* [Source passage]:
--- START ---

Thanks to such events, the mental lockdown of “political correctness” is also lifted, if only for a moment, allowing people to see what they can see. Muslim fanatics are running successful social media operations, recruiting openly in our prisons, and grooming terrorist hitmen in the mosques. To this I would add the phenomena of our universities, where many of the young have discovered it is “cool” to identify with the latest, Islamic, revolutionary cause. The old New Left are converting, or when not, at least giving their lip service to Hamas, Hezbollah, or any other enterprising group who will promise carnage. Indeed, direct anti-Semitism has come back into vogue among our cutting-edge progressive intellectuals: you’re considered a wimp if you say “Israeli” when you mean “Jew.” But these are people who all along have been, quite obviously, inhabited by devils, and as a Catholic friend observed, it is a great pity we have bishops in our Church who have never performed exorcisms.

“Our dear old bag of a democracy” (Auden’s charitable description) believes it has faced another challenge down. One editorial is headed, “Nothing will be the same again”; another declares, “After the attack, we’re still Canada.” These are two ways of saying the same thing, which could be combined as, “Everything will be the same again.” For we live in an age which gathers records, and stores them carefully away, but has no sense of historical time; when it is almost illegal to note that, for instance, “this sort of thing has been going on since the VIIth century.”

--- END ---

* [List of tasks]:
(a) In the passage on political correctness, whose description is "Our dear old bag of a democracy"?
(b) For each statement, say whether it agrees with the passage on political correctness, and quote the words that decide it. (i) One editorial is headed "Nothing will be the same again." (ii) The Catholic friend says the bishops have performed many exorcisms. (iii) Muslim fanatics are said to be recruiting openly in prisons.
(c) Carry on the passage on political correctness, picking up after its last sentence.

* [Extracted material]:

--- START ---

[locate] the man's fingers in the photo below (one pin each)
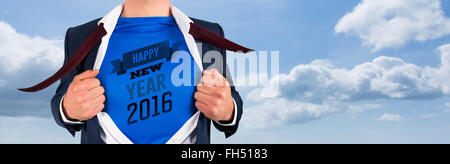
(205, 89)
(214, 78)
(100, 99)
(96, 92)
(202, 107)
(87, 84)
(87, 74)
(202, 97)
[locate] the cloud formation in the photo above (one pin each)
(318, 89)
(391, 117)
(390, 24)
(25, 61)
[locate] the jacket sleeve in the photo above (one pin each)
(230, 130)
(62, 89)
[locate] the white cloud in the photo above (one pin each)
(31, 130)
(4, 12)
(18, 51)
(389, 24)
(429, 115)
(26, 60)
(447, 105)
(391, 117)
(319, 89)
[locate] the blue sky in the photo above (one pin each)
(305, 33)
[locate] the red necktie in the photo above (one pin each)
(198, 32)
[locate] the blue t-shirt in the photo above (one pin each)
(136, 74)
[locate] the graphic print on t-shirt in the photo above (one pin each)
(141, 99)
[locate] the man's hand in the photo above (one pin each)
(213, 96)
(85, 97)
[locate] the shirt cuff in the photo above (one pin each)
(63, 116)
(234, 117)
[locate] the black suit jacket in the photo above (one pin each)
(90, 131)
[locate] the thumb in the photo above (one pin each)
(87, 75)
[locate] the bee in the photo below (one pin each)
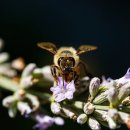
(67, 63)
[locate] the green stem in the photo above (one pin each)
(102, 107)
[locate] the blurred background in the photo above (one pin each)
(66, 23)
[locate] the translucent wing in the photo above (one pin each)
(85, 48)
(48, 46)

--- END ---
--- START ---

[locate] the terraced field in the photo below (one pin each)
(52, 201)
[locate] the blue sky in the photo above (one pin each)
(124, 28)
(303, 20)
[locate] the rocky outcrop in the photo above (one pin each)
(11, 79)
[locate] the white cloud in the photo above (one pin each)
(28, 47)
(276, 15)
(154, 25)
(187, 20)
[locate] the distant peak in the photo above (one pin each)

--- END ---

* [Answers in order]:
(a) Auden's.

(b)
(i) Yes: "One editorial is headed, “Nothing will be the same again”"
(ii) No: "it is a great pity we have bishops in our Church who have never performed exorcisms"
(iii) Yes: "recruiting openly in our prisons"

(c)
Our opponents are not after our dear old bag. “Democracy” is not relevant to their intentions. If we think it is, we have entirely missed their point. Our enemy is after us, body and soul; wants us enslaved, converted, or dead; and does not share in our nice sentimentality. I would further observe, that against such an enemy, platitudes and clichés are ineffective; that his will has embodied a demonic force; that it is encountering no spiritual resistance, whereas: we are going to need God on our side to defeat it.

Postscriptum

My brain hurts, from trying to follow reports from Rome, in languages I imperfectly understand, about the relatio mentioned in my post yesterday. Let me recommend this morning’s synod briefing by Robert Royal (here) as the best and most reasonable summary of the riotous proceedings. To my mind, it becomes more apparent that a coup is being attempted, to foist a load of liberal rubbish on the world, and give it the appearance of revised Church doctrine. But to my relief, the best of the cardinals left by Saint John Paul II, and Benedict XVI, are aware of what is happening, and have begun to take action against it. We still have good men.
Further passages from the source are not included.